* **REQUIRED WORK**
Go line by line through the entries below and copy those containing the string "heater".

* **INPUT RECORDS**
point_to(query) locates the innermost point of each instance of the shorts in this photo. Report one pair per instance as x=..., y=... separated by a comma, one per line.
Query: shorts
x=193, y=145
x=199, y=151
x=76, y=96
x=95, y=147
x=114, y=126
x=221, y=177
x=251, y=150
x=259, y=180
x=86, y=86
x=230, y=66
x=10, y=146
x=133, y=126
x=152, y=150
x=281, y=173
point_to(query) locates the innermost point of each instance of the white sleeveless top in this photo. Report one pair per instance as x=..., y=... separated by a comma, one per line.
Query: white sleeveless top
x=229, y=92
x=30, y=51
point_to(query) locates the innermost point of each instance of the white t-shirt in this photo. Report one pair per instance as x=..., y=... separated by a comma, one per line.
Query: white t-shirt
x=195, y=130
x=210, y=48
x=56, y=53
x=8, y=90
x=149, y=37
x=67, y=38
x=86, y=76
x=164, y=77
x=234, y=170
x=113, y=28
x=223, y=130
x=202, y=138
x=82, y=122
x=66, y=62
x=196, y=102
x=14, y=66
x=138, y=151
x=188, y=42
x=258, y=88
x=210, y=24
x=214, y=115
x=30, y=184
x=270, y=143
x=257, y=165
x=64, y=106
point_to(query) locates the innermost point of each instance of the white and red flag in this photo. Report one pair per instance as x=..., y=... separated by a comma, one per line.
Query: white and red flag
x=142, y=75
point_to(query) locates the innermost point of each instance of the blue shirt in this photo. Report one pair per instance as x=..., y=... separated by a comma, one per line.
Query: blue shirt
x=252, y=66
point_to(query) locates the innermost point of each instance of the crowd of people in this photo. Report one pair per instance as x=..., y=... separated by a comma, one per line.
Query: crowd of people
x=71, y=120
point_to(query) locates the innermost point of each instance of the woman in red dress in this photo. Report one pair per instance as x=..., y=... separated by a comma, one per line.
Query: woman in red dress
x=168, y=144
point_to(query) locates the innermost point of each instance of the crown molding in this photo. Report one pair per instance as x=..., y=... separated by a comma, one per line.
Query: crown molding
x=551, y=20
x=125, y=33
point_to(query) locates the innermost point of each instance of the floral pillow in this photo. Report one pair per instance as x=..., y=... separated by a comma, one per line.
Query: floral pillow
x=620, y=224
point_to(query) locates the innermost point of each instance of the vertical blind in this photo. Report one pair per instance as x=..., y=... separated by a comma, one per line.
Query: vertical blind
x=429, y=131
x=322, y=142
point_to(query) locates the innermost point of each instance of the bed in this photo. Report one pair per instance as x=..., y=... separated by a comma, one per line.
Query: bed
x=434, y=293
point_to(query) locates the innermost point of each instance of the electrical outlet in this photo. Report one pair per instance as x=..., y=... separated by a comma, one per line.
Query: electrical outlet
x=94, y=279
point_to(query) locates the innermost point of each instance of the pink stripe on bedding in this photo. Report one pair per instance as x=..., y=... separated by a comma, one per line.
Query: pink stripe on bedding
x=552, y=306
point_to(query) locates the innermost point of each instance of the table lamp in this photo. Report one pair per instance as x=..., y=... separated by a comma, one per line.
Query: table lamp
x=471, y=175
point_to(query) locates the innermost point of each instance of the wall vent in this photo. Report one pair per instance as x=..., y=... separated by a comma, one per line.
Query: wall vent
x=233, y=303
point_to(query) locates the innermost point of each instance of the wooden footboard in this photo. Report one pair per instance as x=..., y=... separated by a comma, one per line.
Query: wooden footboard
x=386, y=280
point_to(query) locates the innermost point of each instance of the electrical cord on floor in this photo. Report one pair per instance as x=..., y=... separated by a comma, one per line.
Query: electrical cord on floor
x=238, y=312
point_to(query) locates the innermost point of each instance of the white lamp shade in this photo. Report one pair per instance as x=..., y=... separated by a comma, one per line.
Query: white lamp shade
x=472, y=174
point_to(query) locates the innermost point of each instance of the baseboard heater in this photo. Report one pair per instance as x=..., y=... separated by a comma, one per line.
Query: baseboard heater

* **SOLUTION TO THIS EXERCISE**
point_to(query) locates the innermost point of each instance of the baseboard heater in this photo. Report one pair per instance as x=..., y=... separated by a comma, one per line.
Query: baseboard heater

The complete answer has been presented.